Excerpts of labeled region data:
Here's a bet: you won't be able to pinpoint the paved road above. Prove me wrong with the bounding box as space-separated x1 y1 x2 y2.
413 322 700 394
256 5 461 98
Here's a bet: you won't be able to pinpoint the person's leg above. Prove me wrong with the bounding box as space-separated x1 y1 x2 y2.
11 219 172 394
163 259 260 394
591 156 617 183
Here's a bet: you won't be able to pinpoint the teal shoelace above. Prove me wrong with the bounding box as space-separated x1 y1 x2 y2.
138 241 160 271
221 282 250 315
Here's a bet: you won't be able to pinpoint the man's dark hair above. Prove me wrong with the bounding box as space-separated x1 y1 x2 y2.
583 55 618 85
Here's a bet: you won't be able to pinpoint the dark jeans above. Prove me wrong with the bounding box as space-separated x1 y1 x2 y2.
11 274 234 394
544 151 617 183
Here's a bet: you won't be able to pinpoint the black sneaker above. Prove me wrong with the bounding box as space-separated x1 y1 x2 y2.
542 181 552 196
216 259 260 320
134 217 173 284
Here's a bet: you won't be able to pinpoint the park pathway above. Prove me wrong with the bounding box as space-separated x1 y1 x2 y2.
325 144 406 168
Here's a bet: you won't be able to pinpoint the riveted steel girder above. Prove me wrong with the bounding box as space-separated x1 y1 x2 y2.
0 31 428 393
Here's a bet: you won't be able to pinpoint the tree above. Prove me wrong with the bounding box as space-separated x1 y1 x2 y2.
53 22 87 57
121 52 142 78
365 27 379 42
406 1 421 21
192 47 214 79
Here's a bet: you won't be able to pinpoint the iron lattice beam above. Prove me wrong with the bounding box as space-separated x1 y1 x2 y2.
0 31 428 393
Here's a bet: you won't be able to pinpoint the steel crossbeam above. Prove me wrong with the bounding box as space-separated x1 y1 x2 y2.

(Exercise prompt): Retype the records above line for line, without changing anything.

(Exercise response):
Here's a bet: you won't be able to pinpoint the paved road above. Prove me wrong with the bounding box as space-separated x1 y1 x2 y2.
413 322 700 394
256 5 461 98
Here's a bet: you won't be able to pinpoint the person's leg above. Prove me wrong with the bounding box as space-separated x1 y1 x2 y2.
11 219 172 394
163 259 260 394
591 156 617 183
Here's a bet: you won't be able to pinpoint the teal shoelace above. Prove me wrong with the bounding box as space-separated x1 y1 x2 y2.
138 241 160 271
221 282 250 315
Here's a bet: you won't be able to pinpoint the man's dark hair above. Prove me wrong with the bounding box as space-separated x1 y1 x2 y2.
583 55 618 85
Here's a bet: you won't be able to pinpoint the dark jeans above. Prove me wrong with the bounding box as space-separated x1 y1 x2 y2.
11 274 234 394
544 151 617 183
Here's a bet: you won't be able to pinpoint the black sneaker above. Prove me wrong with the bounding box as space-separated x1 y1 x2 y2.
542 181 552 196
216 259 260 320
134 217 173 284
Here's a bet: you won't be able to pinpoint the park pathway above. Prove me wrong with the bounding box as space-separated x1 y1 x2 y2.
325 144 406 168
Here's a bet: you won't be able to pinpoint the riveted steel girder above. Prove me wrong with the bounding box as space-separated x1 y1 x2 y2.
0 31 428 393
Here's a bet: you won't be able to pinpoint the tree above. Prove me wrong with the bounding box as space-separated x1 y1 x2 y2.
53 22 87 57
121 52 142 78
365 27 379 42
406 1 421 21
192 47 214 79
Here's a bet: you won't be able to pinpoint the iron lattice beam above. Prove me wrong with the bounding box as space-separated x1 y1 x2 y2.
0 31 428 393
Here's a bet: you won't be able to pinpoint the steel crossbeam above. Prove me wrong with the bounding box as space-separated x1 y1 x2 y2.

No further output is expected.